> _YOUR GOAL_:
Scan the entries below. List each line with "after".

> _RECORDS FOR THIS TASK_:
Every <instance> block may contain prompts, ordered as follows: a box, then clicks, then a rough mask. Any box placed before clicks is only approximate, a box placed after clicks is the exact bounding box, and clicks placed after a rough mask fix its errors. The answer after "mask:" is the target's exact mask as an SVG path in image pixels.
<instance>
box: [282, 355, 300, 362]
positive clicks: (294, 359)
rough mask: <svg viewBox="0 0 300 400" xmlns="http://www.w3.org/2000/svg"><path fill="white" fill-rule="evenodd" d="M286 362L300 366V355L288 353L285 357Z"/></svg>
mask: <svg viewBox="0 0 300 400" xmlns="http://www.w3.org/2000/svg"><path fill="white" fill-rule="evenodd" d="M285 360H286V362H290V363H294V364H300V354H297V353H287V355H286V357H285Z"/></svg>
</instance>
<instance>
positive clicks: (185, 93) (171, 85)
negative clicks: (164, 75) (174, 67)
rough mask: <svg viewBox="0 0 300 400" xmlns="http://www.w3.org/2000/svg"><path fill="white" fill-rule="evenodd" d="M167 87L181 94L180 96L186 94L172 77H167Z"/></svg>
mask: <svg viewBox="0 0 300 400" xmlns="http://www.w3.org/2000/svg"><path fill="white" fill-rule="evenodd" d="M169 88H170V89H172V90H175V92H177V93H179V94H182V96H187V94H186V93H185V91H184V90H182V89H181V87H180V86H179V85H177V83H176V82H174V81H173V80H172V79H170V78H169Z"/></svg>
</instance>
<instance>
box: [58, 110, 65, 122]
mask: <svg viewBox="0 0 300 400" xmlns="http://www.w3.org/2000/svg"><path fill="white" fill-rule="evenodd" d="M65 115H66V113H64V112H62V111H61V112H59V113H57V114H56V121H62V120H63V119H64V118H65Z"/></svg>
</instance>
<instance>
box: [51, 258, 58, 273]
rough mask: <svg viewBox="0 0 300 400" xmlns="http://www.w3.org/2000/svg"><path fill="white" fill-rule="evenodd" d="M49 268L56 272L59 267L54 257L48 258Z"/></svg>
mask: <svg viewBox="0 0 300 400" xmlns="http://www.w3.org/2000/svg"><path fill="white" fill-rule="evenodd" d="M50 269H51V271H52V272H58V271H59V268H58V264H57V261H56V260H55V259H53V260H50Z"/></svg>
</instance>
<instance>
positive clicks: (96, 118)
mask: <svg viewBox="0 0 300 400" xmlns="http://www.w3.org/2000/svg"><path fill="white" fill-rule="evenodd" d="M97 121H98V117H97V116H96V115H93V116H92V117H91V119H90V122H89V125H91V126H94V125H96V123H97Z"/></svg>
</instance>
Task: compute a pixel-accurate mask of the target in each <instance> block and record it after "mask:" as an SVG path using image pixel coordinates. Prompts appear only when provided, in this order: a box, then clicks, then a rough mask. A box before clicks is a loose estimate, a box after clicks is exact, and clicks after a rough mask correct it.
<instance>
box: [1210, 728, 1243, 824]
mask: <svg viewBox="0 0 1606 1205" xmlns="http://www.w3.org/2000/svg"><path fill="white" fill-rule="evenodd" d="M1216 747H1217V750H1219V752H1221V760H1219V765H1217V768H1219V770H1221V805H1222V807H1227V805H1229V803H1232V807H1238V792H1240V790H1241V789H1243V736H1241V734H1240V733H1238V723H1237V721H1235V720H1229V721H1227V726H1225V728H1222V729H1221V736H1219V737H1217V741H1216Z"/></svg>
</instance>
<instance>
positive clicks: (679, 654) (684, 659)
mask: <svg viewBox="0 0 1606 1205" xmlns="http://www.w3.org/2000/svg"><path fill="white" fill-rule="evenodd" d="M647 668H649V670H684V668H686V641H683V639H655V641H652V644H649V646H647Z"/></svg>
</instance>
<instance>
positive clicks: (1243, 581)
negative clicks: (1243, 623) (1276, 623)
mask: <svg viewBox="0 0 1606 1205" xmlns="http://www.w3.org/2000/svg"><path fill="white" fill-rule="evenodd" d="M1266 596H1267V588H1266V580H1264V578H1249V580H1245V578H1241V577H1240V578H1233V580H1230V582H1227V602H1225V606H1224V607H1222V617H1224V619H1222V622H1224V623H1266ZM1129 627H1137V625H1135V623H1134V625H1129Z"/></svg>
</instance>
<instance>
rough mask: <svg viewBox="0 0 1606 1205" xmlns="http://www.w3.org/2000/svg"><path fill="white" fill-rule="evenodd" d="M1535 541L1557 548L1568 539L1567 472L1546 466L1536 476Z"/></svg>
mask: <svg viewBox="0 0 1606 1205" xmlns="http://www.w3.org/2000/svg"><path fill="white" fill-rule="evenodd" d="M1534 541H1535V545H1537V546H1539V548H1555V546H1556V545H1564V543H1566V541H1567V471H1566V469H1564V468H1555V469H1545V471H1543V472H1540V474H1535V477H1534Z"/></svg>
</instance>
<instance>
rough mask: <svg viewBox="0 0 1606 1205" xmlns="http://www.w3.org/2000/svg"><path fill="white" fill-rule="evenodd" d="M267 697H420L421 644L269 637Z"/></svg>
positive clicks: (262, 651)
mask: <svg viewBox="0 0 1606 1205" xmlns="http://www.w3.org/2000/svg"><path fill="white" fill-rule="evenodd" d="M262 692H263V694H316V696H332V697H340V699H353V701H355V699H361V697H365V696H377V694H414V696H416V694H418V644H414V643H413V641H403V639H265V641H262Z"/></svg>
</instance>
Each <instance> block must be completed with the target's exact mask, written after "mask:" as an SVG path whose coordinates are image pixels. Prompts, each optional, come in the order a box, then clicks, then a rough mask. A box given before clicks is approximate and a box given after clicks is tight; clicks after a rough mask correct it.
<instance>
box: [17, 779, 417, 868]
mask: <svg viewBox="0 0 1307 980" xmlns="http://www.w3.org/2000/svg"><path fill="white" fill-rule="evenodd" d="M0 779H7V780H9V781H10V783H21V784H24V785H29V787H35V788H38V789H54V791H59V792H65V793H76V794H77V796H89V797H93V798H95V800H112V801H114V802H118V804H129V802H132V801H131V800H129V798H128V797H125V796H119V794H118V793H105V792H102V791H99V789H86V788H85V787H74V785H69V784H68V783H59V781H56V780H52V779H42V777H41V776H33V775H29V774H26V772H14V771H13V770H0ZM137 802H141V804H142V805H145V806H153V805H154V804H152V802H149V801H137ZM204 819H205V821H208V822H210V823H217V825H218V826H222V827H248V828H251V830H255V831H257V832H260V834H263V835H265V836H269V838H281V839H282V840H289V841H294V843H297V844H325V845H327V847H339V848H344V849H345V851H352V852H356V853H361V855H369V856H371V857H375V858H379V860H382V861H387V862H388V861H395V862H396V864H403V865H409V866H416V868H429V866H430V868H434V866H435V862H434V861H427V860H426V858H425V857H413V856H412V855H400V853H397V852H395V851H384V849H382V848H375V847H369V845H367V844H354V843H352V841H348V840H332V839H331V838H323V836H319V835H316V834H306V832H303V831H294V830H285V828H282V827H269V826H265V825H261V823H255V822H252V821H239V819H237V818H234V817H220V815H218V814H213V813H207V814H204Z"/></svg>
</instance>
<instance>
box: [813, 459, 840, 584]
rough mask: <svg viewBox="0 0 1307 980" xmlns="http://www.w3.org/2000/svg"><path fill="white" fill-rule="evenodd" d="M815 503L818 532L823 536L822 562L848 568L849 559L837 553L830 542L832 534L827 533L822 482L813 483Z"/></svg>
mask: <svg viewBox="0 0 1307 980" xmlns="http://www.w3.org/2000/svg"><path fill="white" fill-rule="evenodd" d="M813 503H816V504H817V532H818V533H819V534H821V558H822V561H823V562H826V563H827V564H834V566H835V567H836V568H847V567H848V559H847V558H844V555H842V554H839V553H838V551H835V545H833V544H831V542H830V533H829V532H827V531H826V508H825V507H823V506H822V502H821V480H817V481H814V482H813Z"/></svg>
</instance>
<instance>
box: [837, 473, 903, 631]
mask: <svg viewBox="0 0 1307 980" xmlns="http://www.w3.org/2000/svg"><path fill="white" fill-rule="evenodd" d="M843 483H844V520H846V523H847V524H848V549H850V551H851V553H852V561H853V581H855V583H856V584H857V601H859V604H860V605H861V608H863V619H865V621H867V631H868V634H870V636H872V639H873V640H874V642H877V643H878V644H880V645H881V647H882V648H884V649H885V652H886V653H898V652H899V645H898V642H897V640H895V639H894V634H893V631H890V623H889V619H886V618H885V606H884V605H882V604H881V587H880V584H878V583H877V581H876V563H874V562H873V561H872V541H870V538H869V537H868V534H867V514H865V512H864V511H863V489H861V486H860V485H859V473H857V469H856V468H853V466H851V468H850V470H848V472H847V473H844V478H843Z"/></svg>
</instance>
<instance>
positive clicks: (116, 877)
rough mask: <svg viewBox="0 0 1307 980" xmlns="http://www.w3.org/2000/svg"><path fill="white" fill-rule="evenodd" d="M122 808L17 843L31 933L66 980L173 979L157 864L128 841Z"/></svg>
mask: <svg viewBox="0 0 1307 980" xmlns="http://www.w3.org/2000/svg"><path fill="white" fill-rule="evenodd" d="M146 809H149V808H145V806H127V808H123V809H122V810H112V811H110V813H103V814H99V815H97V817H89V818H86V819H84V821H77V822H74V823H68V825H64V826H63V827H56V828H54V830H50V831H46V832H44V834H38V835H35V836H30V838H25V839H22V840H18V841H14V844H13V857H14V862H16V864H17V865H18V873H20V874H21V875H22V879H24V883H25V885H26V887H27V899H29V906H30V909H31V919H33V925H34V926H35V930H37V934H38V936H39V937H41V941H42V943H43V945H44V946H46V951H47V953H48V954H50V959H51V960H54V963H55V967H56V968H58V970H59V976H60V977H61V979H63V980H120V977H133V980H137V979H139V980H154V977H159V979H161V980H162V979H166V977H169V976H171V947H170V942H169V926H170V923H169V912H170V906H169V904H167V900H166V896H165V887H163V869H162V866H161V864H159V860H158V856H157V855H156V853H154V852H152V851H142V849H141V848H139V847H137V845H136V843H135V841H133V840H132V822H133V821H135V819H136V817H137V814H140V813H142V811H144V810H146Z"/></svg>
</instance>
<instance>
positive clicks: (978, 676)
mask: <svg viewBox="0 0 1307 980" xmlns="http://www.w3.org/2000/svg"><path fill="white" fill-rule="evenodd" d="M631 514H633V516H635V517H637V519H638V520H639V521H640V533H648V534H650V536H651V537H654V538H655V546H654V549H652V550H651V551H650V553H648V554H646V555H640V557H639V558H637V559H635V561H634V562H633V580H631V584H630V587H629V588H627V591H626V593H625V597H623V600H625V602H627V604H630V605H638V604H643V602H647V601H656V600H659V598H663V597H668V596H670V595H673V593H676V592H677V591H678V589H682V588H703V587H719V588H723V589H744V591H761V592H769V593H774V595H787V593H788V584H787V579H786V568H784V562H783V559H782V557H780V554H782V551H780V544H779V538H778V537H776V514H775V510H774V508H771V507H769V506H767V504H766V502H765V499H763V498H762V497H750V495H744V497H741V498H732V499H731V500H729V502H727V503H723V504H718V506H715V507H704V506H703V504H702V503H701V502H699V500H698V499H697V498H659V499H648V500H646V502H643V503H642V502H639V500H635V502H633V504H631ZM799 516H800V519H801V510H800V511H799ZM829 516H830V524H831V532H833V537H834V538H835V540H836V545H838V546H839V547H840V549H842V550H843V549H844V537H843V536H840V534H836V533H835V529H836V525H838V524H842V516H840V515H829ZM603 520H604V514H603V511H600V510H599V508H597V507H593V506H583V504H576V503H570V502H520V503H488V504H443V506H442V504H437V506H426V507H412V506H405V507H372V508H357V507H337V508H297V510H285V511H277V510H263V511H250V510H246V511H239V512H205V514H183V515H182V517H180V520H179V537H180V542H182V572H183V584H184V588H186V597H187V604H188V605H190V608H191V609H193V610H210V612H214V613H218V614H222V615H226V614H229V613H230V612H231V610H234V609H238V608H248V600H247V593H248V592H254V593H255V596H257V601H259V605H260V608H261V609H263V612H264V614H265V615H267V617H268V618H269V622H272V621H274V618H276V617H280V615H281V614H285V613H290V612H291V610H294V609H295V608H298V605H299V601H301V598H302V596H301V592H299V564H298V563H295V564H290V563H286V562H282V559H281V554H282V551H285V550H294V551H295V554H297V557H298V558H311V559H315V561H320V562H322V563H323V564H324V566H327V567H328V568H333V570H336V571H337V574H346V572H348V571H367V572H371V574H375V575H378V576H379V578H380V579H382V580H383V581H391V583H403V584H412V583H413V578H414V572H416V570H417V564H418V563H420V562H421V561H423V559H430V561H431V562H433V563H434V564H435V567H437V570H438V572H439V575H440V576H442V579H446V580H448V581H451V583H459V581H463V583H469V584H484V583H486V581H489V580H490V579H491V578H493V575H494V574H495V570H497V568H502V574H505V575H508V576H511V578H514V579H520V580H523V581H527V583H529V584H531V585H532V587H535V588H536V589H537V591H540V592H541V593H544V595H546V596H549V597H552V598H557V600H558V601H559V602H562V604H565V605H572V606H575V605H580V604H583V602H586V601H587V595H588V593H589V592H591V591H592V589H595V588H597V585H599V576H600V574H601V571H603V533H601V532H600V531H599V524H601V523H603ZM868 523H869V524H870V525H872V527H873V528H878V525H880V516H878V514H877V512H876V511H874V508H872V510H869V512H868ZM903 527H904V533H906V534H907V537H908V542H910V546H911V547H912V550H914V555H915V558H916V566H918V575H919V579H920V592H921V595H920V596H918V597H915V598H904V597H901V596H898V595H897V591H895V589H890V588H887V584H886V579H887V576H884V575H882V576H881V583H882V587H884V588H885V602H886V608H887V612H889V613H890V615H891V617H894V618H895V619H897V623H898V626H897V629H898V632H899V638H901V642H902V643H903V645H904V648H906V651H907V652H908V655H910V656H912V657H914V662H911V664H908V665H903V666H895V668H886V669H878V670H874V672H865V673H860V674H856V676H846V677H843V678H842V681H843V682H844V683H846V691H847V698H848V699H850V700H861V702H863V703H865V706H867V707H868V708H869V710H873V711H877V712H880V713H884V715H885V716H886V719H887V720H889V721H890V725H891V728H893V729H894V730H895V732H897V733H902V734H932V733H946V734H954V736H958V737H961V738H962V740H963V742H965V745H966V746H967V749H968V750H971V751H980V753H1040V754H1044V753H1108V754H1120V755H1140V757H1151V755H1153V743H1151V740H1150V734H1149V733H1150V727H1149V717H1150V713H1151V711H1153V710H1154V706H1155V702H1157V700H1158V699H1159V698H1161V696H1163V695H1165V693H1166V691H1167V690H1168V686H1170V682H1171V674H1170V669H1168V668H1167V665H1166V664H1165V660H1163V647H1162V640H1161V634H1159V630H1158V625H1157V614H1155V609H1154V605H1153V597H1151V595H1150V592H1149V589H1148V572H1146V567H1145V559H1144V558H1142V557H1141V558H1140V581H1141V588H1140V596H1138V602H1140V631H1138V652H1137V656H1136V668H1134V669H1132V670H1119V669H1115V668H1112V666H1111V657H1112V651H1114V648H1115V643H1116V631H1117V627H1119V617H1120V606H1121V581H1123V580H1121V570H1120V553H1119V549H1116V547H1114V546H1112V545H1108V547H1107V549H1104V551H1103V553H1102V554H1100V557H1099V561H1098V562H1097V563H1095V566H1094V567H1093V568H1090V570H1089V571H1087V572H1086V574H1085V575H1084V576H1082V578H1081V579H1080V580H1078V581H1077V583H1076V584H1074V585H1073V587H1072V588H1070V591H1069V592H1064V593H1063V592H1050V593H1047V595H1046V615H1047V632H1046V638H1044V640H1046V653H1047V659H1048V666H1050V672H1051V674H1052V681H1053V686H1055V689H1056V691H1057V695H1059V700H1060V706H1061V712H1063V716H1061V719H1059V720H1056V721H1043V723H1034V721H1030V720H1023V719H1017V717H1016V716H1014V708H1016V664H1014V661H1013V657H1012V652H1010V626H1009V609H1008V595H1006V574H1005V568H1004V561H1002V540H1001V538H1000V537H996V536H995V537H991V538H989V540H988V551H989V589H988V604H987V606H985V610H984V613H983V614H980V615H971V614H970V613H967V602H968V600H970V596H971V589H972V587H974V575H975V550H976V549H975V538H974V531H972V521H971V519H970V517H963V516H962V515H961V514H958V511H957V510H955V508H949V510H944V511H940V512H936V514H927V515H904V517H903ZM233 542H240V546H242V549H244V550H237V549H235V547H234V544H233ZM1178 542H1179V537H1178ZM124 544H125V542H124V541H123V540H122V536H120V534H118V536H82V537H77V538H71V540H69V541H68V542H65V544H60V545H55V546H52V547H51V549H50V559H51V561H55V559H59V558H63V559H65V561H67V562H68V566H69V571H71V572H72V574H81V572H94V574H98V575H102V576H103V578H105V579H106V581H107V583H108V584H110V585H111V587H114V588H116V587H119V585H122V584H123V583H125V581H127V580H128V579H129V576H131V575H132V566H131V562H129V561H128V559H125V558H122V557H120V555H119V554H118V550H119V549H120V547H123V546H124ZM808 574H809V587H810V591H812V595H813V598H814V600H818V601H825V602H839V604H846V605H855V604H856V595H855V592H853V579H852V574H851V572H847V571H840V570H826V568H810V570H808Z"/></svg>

> _RESULT OF THE EXERCISE_:
Every <instance> block may contain prompts, ordered as follows: a box, then clicks, then a rough mask. Any box placed before clicks is only approximate, a box placed after clicks is the exact bounding box, and clicks placed after a rough mask fix its errors. The answer after "mask:" is the target's exact mask as an SVG path in image pixels.
Task: compute a pixel-accurate mask of the target in each <instance> block and record it after "mask:" as an SVG path using image pixel coordinates. Prompts appear only when provided, in this order: a box, then clicks, then a rough mask. A box before clicks is a loose estimate, a box after clicks is exact, and clicks after a rough mask correct it.
Each <instance> block must be completed with the target's exact mask, written after "mask:" as an SVG path whose coordinates are image pixels. Prompts, each optional, come in the order a box, then clicks, then a rough mask. A box given before clicks is approximate and a box given after clicks is tight; clicks after a rough mask correct it.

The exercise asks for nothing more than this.